Cuplikan dokumen

Pada suatu pagi di bulan November 1755, gempa bumi mengguncang Lisbon hingga reruntuhan gereja, istana, dan rumah-rumah rakyat menewaskan puluhan ribu jiwa. Bencana itu bukan hanya tragedi fisik, tetapi juga krisis filosofis: bagaimana mungkin Tuhan yang Mahabaik membiarkan penderitaan sedemikian masif? Voltaire, yang terhenyak oleh berita itu, menulis puisi panjang berjudul Poème sur le désastre de Lisbonne (1756). Dalam puisi itu, ia melontarkan pertanyaan yang mengusik: “Apakah penderitaan ini adalah harga yang harus dibayar untuk harmoni universal?” Tiga tahun kemudian, pertanyaan yang sama mengkristal dalam Candide—sebuah satir yang lebih pedas, di mana gempa Lisbon menjadi salah satu adegan kunci. Di sini, melalui tokoh-tokoh fiktifnya, Voltaire tidak hanya menyerang doktrin optimisme filsuf Jerman Gottfried Leibniz, tetapi juga menantang kita untuk mempertanyakan kemanusiaan dalam dunia yang penuh kekacauan.
Candide, si protagonis naif, adalah produk dari pendidikan optimistik yang ekstrem. Ia dibesarkan di istana Baron Thunder-ten-tronckh di Jerman Barat, di bawah bimbingan Pangloss, sang guru yang meyakini bahwa dunia ini adalah “yang terbaik dari semua kemungkinan”. Bagi Pangloss, segala sesuatu—dari hidung yang dirancang untuk memakai kacamata hingga wabah sifilis yang menyebar ke Eropa—adalah bagian dari harmoni kosmis yang tak terbantahkan. Voltaire, dengan ironi khasnya, menggambarkan istana itu sebagai “surga kecil” di mana “semua harum, semua hijau, semua menyenangkan”. Tapi surga ini adalah ilusi. Ketika Candide diusir karena cintanya pada putri Baron, Cunégonde, ia memasuki dunia nyata yang jauh dari teori-teori indah Pangloss. Di sini, Voltaire tidak hanya mengejek Leibniz, tetapi juga seluruh tradisi filsafat yang mengabaikan jerit manusia demi konsep abstrak.
Perjalanan Candide adalah parade penderitaan yang absurdis. Di tengah hutan, ia direkrut paksa oleh tentara Bulgaria yang “memberinya pilihan antara dihukum mati atau dihukum mati”. Di Belanda, ia bertemu pengemis yang ternyata adalah Pangloss—wajahnya cacar, lidahnya putus, giginya ompong—tapi masih berseru: “Semuanya untuk kebaikan terbaik!” Di Suriname, ia menyaksikan budak yang tangannya dipotong karena terlambat memanen tebu. “Ini harga yang harus kita bayar agar kalian di Eropa bisa makan gula,” kata budak itu dengan getir. Adegan-adegan ini bukan sekadar hiperbola; mereka adalah cermin dari dunia abad ke-18 yang dipenuhi perang, kolonialisme, dan ketimpangan. Voltaire, yang pernah dipenjara di Bastille dan diusir ke Inggris karena kritiknya pada aristokrasi, tahu betul wajah buruk zaman itu.

Data yang tersedia
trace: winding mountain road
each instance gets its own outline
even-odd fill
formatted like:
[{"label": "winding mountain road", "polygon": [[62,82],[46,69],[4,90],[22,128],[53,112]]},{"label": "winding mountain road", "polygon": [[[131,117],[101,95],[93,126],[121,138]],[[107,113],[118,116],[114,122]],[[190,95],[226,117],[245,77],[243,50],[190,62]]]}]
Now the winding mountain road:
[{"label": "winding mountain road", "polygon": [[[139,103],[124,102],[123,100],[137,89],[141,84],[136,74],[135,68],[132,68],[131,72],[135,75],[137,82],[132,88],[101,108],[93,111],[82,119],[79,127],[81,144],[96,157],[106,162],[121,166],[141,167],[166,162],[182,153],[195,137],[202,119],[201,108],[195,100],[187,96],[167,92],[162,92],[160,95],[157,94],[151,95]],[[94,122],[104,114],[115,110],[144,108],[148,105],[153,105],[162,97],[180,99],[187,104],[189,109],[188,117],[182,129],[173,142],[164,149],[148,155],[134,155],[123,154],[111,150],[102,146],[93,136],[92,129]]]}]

Daftar tugas
1 > Salin persis bagian teks tentang Candide dari "Perjalanan Candide adalah" sampai "buruk zaman itu.".
2 > Perbarui semua catatan dengan mengganti "even-odd fill" menjadi "nonzero fill", dan biarkan bagian lainnya tetap sama.
Teks tentang Candide dan catatan di atas tidak saling berkaitan.

Hasil pengerjaan
1 >
Perjalanan Candide adalah parade penderitaan yang absurdis. Di tengah hutan, ia direkrut paksa oleh tentara Bulgaria yang “memberinya pilihan antara dihukum mati atau dihukum mati”. Di Belanda, ia bertemu pengemis yang ternyata adalah Pangloss—wajahnya cacar, lidahnya putus, giginya ompong—tapi masih berseru: “Semuanya untuk kebaikan terbaik!” Di Suriname, ia menyaksikan budak yang tangannya dipotong karena terlambat memanen tebu. “Ini harga yang harus kita bayar agar kalian di Eropa bisa makan gula,” kata budak itu dengan getir. Adegan-adegan ini bukan sekadar hiperbola; mereka adalah cermin dari dunia abad ke-18 yang dipenuhi perang, kolonialisme, dan ketimpangan. Voltaire, yang pernah dipenjara di Bastille dan diusir ke Inggris karena kritiknya pada aristokrasi, tahu betul wajah buruk zaman itu.

2 >
trace: winding mountain road
each instance gets its own outline
nonzero fill
formatted like:
[{"label": "winding mountain road", "polygon": [[62,82],[46,69],[4,90],[22,128],[53,112]]},{"label": "winding mountain road", "polygon": [[[131,117],[101,95],[93,126],[121,138]],[[107,113],[118,116],[114,122]],[[190,95],[226,117],[245,77],[243,50],[190,62]]]}]
Now the winding mountain road:
[{"label": "winding mountain road", "polygon": [[[139,103],[124,102],[123,100],[137,89],[141,84],[136,74],[135,68],[132,68],[131,72],[135,75],[137,82],[132,88],[101,108],[93,111],[82,119],[79,127],[81,144],[96,157],[106,162],[121,166],[141,167],[166,162],[182,153],[195,137],[202,119],[201,108],[195,100],[187,96],[167,92],[162,92],[160,95],[157,94],[151,95]],[[94,122],[104,114],[115,110],[144,108],[148,105],[153,105],[162,97],[180,99],[187,104],[189,109],[188,117],[182,129],[173,142],[164,149],[148,155],[134,155],[123,154],[111,150],[102,146],[93,136],[92,129]]]}]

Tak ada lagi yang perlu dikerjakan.